## [DIRECTIVE]
Copy out every line of the material below that contains the string "orange".

## [DATA LISTING]
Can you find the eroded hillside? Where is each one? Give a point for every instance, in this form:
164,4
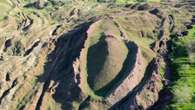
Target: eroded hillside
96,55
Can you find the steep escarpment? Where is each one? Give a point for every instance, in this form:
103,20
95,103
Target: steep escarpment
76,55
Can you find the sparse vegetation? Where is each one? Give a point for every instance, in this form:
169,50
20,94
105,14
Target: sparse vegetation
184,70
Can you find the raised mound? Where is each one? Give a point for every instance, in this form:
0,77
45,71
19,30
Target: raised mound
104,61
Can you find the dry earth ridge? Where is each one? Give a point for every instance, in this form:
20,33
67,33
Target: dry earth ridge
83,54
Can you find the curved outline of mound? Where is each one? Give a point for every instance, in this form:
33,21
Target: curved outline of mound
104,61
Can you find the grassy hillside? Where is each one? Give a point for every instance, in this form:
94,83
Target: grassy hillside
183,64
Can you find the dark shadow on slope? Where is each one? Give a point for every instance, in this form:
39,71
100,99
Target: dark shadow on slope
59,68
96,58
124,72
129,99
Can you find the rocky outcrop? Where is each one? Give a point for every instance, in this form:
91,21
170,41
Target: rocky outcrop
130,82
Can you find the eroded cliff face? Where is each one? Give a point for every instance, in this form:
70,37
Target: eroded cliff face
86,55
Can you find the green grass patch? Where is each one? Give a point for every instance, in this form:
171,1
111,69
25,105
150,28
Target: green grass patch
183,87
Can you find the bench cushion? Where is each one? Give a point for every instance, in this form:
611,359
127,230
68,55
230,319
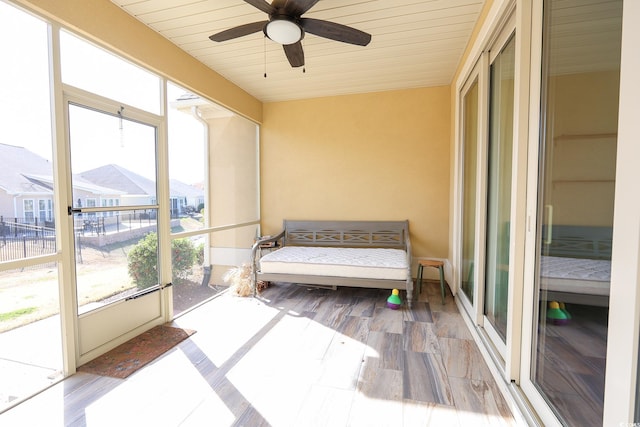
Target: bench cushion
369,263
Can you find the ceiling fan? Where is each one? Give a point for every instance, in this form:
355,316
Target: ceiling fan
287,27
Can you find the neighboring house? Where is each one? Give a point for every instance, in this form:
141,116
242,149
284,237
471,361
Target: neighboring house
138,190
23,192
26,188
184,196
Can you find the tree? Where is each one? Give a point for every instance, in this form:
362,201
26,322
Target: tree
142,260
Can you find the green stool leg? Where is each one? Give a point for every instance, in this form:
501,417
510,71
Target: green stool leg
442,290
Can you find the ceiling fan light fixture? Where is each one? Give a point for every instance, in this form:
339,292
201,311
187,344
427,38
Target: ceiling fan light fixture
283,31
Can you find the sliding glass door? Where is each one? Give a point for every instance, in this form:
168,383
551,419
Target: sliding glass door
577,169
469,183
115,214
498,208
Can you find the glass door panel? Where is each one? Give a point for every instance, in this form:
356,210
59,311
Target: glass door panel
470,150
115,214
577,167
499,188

...

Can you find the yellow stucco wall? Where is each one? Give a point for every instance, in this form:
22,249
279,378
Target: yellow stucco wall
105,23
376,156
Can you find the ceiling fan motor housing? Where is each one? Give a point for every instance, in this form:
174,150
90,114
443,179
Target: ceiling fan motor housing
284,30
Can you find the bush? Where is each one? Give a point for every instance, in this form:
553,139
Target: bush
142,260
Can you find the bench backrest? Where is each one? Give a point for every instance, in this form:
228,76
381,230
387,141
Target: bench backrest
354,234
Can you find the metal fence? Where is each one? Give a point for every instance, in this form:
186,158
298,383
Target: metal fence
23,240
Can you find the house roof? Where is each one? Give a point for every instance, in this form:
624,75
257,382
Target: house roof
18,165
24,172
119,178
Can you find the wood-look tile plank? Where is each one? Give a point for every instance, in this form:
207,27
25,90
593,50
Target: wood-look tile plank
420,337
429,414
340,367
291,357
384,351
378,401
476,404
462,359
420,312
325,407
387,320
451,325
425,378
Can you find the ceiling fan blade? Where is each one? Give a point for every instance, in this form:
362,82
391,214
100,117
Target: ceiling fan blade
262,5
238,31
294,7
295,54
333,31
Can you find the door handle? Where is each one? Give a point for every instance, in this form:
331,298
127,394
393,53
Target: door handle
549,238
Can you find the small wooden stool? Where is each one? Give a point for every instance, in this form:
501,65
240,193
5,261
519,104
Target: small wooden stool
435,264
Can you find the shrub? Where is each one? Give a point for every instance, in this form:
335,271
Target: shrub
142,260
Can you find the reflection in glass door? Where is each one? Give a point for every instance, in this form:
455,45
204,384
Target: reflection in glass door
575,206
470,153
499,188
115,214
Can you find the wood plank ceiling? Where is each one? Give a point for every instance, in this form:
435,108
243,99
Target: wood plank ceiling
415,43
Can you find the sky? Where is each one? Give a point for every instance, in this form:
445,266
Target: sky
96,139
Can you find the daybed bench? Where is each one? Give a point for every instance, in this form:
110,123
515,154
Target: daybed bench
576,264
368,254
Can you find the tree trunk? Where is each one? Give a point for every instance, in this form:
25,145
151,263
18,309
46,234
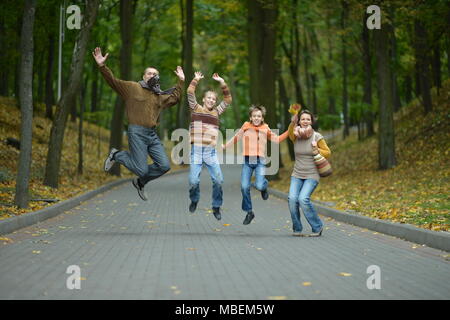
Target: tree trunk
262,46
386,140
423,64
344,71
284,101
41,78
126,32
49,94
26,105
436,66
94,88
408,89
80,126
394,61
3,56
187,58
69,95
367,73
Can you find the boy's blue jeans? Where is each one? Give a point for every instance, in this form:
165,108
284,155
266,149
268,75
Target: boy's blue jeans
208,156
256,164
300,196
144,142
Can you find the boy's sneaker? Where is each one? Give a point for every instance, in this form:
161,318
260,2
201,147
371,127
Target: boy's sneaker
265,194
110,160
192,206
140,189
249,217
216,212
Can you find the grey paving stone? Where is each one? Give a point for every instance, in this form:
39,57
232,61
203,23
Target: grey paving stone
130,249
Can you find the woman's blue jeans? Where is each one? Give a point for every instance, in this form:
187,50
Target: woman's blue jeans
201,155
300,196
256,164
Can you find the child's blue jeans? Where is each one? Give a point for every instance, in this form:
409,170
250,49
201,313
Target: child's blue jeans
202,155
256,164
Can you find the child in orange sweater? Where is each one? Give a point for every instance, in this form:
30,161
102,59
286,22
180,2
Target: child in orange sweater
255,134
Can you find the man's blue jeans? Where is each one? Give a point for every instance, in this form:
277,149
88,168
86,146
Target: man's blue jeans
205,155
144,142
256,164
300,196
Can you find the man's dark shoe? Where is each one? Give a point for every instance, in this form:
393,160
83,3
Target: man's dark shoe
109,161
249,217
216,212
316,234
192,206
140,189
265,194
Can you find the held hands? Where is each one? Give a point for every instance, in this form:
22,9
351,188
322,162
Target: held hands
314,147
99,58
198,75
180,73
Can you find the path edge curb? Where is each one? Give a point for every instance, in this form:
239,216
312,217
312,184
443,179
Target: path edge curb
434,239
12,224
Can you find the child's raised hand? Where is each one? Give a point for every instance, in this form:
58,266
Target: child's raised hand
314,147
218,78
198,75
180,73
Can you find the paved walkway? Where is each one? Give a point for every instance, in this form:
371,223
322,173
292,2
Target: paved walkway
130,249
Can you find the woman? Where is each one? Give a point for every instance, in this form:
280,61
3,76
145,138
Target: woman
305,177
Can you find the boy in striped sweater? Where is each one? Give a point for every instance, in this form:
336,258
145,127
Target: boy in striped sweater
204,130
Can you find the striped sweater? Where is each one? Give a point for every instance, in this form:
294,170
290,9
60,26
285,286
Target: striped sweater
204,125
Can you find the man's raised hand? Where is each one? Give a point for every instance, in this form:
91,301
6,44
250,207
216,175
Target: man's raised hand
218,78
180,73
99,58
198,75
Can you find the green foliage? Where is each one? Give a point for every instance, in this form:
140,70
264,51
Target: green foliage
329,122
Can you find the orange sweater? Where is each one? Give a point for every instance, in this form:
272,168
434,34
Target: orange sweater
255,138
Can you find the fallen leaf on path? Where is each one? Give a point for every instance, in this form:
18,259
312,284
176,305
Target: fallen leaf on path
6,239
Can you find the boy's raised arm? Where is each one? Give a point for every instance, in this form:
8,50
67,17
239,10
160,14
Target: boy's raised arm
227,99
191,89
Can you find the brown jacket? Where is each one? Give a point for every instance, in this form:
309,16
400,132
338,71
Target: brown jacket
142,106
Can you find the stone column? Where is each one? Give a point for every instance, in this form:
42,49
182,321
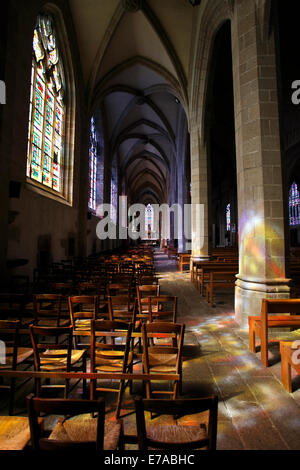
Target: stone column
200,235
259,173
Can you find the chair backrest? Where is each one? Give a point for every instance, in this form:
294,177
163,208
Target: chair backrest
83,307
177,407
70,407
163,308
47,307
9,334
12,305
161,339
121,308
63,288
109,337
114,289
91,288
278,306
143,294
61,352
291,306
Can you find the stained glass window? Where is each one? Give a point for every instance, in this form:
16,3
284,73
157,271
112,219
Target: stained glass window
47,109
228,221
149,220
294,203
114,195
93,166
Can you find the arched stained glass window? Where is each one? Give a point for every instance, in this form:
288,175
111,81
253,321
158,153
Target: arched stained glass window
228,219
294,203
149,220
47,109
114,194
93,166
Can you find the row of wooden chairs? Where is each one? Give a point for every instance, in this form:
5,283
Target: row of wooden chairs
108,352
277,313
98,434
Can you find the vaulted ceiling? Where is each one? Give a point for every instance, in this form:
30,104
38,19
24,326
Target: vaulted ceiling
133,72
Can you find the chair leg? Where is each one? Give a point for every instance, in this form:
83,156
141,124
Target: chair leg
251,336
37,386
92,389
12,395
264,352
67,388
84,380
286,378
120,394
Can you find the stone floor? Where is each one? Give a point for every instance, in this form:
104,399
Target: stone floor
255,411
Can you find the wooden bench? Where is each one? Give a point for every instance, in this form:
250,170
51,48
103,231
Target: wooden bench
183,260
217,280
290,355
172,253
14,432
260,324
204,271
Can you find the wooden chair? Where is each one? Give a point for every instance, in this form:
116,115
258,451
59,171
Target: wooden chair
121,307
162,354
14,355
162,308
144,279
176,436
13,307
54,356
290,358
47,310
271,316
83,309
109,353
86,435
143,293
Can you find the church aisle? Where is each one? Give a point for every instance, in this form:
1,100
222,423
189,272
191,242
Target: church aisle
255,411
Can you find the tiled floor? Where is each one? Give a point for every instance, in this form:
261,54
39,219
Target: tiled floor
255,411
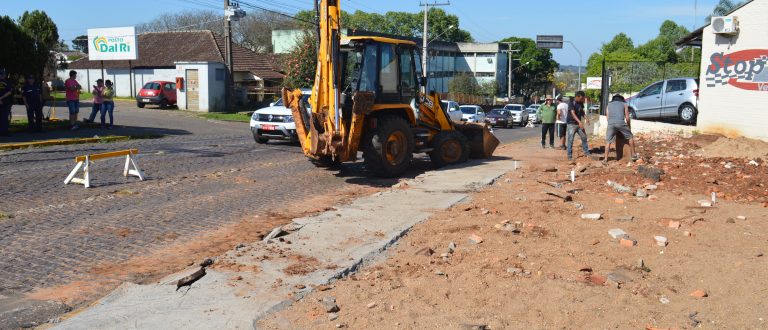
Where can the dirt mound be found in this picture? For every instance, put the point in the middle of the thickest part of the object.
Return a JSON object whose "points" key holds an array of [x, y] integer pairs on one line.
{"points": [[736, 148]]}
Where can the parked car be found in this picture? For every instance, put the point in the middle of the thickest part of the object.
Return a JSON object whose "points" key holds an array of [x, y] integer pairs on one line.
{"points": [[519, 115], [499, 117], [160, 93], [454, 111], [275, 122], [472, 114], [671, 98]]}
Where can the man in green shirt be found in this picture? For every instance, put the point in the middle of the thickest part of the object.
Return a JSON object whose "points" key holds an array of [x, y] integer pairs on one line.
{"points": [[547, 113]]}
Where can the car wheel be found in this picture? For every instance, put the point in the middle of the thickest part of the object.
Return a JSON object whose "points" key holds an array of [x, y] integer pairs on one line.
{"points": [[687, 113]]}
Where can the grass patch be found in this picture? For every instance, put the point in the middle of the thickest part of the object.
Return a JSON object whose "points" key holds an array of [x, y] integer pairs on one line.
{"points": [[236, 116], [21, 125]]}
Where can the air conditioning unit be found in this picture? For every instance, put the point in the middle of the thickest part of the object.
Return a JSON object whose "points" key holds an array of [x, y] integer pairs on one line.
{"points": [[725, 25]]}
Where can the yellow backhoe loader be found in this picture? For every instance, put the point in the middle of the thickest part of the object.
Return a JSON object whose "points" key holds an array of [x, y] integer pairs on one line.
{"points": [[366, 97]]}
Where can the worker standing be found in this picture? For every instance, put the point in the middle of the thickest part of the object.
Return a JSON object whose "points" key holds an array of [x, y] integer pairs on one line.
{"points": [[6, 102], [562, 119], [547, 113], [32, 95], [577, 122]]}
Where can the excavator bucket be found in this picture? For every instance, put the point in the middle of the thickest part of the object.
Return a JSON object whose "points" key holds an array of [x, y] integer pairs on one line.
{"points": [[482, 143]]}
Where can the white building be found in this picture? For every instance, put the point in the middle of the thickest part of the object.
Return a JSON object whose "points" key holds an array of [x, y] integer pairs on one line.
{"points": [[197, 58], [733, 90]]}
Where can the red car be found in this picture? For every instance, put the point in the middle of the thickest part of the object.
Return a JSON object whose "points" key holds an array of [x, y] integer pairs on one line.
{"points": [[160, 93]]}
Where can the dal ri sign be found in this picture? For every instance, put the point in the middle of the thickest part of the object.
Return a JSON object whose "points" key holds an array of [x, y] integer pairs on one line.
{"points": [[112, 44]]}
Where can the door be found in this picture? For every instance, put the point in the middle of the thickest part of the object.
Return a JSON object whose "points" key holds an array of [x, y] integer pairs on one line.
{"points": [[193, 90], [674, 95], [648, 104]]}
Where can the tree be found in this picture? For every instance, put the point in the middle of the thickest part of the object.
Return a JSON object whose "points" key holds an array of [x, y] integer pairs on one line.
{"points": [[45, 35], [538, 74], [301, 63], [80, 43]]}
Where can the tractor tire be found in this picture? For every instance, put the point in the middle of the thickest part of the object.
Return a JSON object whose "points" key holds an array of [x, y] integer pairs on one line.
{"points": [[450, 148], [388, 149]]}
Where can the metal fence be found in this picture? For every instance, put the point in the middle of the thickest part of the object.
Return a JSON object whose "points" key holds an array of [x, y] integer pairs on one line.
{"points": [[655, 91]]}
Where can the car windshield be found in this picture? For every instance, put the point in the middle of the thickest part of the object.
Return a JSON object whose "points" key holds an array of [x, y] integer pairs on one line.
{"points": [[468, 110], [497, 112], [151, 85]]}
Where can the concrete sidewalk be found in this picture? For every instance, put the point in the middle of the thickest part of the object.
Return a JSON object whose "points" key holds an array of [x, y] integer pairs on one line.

## [RESPONSE TO THE EXERCISE]
Can you find the child in orange sweater? Where is each one? Give a point for every instance, in this form:
Target: child in orange sweater
Can you find the orange sweater? Where is each one? Give a point for every instance, in this form:
Target: orange sweater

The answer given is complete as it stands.